**TASK STATEMENT**
Change "one point per instance" to "a single point per instance" in the entries from the line with "Target = woman's face" up to and including the line with "[(195, 130)]", and reproduce only those lines with nothing else altered.

**ROWS**
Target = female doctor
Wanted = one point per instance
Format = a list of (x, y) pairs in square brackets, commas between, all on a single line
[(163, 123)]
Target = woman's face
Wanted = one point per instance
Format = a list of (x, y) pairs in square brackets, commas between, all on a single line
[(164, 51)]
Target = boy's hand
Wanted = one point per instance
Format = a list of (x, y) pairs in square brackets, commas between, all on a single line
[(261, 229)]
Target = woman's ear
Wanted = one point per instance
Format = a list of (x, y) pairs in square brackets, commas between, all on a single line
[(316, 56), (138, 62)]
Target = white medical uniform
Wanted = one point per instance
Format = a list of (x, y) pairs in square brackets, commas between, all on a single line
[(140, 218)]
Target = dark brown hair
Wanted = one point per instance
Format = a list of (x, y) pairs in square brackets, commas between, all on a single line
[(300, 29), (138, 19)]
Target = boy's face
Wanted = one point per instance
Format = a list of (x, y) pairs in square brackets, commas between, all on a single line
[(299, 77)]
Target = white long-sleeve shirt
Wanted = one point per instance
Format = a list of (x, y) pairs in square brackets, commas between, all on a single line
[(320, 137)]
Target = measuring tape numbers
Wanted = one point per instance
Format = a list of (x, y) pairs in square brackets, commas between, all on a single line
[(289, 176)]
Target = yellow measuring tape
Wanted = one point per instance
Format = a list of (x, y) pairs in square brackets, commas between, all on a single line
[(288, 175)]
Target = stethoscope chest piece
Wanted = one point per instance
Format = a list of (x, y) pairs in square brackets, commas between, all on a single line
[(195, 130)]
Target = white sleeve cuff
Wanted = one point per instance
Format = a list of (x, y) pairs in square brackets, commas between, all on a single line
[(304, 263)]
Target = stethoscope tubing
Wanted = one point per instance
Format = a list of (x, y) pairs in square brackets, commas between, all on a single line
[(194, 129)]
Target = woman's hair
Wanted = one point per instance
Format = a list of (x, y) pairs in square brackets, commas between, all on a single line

**TASK RESPONSE**
Target = woman's face
Wanted = a single point per instance
Format = a list of (x, y) pairs in square brackets, commas between, all on a single line
[(164, 51)]
Target = boy's hand
Wanted = a single point per instance
Format = a list of (x, y) pairs in square brackets, commas between, all on a single line
[(261, 229)]
Target = woman's ear
Wanted = a single point per instance
Format = a list of (x, y) pairs in square brackets, commas between, all on a single line
[(316, 56), (138, 62)]
Target = white medical uniform
Wanted = a single point per instance
Format = a list of (x, y) pairs in square brackets, commas between, all on a single line
[(140, 218)]
Target = dark brown hair
Wanted = a single point per instance
Format = a list of (x, y) pairs in square brackets, commas between, all on a single line
[(300, 29), (138, 19)]
Target = boy's face
Wanted = a single point per instance
Format = a list of (x, y) pairs in square brackets, commas between, all on a single line
[(299, 77)]
Target = white long-sleeve shirt
Wanted = a single point per instance
Format = a list of (x, y) pairs in square brackets, commas between, all on a single line
[(320, 137)]
Target = measuring tape numbers
Wanted = a single point per instance
Format = a list of (x, y) pairs in square brackets, commas between, all on a single line
[(289, 176)]
Target = yellow measuring tape
Wanted = a single point per instance
Format = a list of (x, y) pairs in square brackets, commas between, all on a single line
[(288, 175)]
Target = stethoscope chest piece
Wanted = a single point per instance
Format = a list of (x, y) pairs in square brackets, commas between, all on a single line
[(195, 130)]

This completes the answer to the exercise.